TASK DATA.
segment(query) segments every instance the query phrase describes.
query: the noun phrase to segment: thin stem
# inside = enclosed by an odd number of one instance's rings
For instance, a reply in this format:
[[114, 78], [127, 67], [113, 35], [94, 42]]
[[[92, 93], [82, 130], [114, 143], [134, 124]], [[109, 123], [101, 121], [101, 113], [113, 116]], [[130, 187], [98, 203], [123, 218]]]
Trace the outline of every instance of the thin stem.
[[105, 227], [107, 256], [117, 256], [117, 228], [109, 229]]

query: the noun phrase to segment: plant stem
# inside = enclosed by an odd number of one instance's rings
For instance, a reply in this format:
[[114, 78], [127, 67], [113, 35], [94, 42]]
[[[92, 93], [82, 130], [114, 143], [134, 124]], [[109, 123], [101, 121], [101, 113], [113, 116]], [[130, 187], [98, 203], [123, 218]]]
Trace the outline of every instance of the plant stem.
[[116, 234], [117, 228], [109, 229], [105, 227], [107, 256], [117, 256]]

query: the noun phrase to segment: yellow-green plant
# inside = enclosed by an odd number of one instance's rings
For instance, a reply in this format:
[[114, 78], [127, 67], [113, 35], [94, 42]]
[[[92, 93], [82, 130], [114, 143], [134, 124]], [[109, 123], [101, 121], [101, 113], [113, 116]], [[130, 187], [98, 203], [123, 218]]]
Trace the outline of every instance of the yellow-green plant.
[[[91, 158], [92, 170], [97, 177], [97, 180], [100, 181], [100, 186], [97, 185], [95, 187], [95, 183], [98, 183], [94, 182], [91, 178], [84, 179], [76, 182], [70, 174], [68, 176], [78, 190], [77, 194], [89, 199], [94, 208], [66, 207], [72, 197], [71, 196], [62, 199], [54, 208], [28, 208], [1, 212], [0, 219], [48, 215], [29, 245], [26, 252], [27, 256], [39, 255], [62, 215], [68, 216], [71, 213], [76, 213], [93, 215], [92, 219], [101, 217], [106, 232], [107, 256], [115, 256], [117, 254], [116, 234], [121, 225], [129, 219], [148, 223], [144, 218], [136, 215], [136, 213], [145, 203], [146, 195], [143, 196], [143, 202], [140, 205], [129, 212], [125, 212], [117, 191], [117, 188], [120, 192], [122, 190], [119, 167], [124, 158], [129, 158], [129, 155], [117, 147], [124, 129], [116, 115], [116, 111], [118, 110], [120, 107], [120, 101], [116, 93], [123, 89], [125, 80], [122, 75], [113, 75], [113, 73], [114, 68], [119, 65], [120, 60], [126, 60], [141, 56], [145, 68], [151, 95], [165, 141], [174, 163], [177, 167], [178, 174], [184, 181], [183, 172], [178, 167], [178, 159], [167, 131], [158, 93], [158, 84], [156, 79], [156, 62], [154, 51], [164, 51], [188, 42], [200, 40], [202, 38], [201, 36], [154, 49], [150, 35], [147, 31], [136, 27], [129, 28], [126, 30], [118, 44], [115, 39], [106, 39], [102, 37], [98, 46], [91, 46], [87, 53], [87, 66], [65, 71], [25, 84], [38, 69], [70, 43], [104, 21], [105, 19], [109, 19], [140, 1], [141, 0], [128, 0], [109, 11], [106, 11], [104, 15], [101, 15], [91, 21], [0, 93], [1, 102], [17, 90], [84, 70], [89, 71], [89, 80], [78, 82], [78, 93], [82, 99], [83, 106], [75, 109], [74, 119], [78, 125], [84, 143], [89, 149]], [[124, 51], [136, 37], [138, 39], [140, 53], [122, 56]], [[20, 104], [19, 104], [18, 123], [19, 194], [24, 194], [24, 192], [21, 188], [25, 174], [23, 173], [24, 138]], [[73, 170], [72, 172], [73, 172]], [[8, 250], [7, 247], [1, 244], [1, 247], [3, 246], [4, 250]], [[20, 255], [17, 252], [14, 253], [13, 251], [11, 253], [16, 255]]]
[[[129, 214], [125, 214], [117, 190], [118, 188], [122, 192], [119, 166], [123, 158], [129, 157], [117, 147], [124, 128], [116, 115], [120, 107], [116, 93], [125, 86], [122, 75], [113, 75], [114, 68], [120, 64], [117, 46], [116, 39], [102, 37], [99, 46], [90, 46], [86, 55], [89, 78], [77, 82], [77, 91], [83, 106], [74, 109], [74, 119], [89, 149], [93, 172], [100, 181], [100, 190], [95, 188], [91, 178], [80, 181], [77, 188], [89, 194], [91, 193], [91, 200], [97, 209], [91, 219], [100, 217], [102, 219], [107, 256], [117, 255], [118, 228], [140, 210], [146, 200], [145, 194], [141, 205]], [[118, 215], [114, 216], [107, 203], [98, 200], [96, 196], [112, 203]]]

WRITTEN PROBLEM.
Copy every line of the three entries above word for word, with nothing changed.

COMPLETED EXERCISE.
segment(query) segments every instance the query phrase describes.
query: the noun phrase to segment: thin stem
# inside = enclosed by an odd number of one instance's rings
For instance, a reply in this format:
[[114, 78], [127, 67], [113, 35], [94, 42]]
[[[92, 93], [82, 130], [114, 143], [134, 124]], [[109, 123], [101, 121], [101, 113], [113, 116]], [[130, 187], [98, 203], [123, 218]]]
Trace the outline of every instance of the thin stem.
[[105, 227], [107, 256], [117, 256], [117, 228], [109, 229]]

query: the noun phrase to segment: plant stem
# inside = enclosed by an odd number of one instance's rings
For instance, a reply in this format:
[[114, 78], [127, 67], [113, 35], [94, 42]]
[[[92, 93], [82, 130], [114, 143], [134, 124]], [[109, 123], [101, 121], [101, 113], [113, 116]], [[130, 187], [98, 203], [123, 218]]]
Trace the outline of every instance of the plant stem.
[[116, 234], [117, 228], [109, 229], [105, 227], [107, 256], [117, 256]]

query: the noun phrase to segment: yellow-green plant
# inside = enclosed by an odd number of one instance's rings
For instance, a reply in this format:
[[114, 78], [127, 67], [113, 35], [94, 42]]
[[[92, 93], [82, 130], [114, 143], [134, 124]], [[109, 123], [101, 121], [101, 113], [113, 116]], [[130, 187], [98, 203], [123, 218]]]
Trace the outline of every instance of the yellow-green plant.
[[[91, 158], [92, 170], [97, 177], [97, 180], [100, 181], [100, 186], [97, 185], [95, 187], [95, 183], [98, 183], [94, 182], [91, 178], [84, 179], [76, 182], [70, 174], [68, 176], [78, 190], [77, 194], [89, 199], [94, 208], [66, 207], [72, 197], [71, 196], [62, 199], [54, 208], [28, 208], [1, 212], [0, 219], [48, 215], [29, 245], [26, 252], [27, 256], [39, 255], [62, 215], [68, 216], [71, 213], [76, 213], [93, 215], [92, 219], [101, 217], [106, 232], [107, 256], [115, 256], [117, 254], [116, 234], [121, 225], [129, 219], [148, 223], [144, 218], [136, 215], [136, 213], [145, 203], [146, 195], [143, 196], [143, 202], [140, 205], [129, 212], [125, 212], [117, 191], [117, 188], [120, 192], [122, 190], [119, 167], [124, 158], [129, 158], [129, 155], [117, 147], [124, 129], [116, 115], [116, 111], [118, 110], [120, 107], [120, 101], [116, 93], [123, 89], [125, 80], [122, 75], [113, 75], [113, 73], [114, 68], [119, 65], [120, 60], [126, 60], [141, 56], [145, 68], [151, 95], [165, 141], [174, 163], [177, 167], [178, 174], [184, 181], [183, 172], [178, 167], [178, 159], [167, 131], [158, 93], [158, 84], [156, 79], [156, 62], [154, 51], [164, 51], [188, 42], [200, 40], [202, 38], [201, 36], [154, 49], [150, 35], [147, 31], [136, 27], [129, 28], [126, 30], [118, 44], [115, 39], [106, 39], [102, 37], [98, 46], [91, 46], [87, 53], [87, 66], [65, 71], [25, 84], [38, 69], [70, 43], [104, 21], [105, 19], [109, 19], [140, 1], [141, 0], [128, 0], [109, 11], [106, 11], [104, 15], [101, 15], [91, 21], [0, 93], [1, 102], [17, 90], [84, 70], [89, 71], [89, 80], [78, 82], [78, 93], [82, 99], [83, 106], [75, 109], [74, 119], [78, 125], [84, 143], [89, 149]], [[124, 51], [136, 37], [138, 39], [140, 53], [122, 56]], [[20, 104], [19, 104], [18, 123], [19, 194], [24, 194], [24, 192], [21, 188], [25, 174], [23, 173], [24, 138]], [[73, 170], [72, 172], [73, 172]], [[8, 250], [7, 247], [1, 244], [1, 247], [3, 246], [4, 250]], [[20, 255], [17, 252], [14, 253], [13, 251], [11, 253], [16, 255]]]
[[[129, 214], [125, 214], [117, 190], [118, 188], [122, 192], [119, 166], [123, 158], [129, 157], [117, 147], [124, 128], [116, 115], [120, 107], [116, 93], [125, 86], [122, 75], [113, 75], [114, 68], [120, 64], [117, 46], [116, 39], [102, 37], [99, 46], [90, 46], [86, 55], [89, 78], [77, 82], [77, 91], [83, 106], [74, 109], [74, 119], [89, 149], [93, 172], [100, 181], [100, 190], [95, 188], [91, 178], [80, 181], [77, 188], [89, 194], [91, 193], [91, 200], [97, 209], [91, 219], [100, 217], [102, 219], [107, 256], [117, 255], [118, 228], [140, 210], [146, 200], [145, 194], [141, 205]], [[118, 215], [114, 216], [107, 203], [98, 200], [96, 196], [112, 203]]]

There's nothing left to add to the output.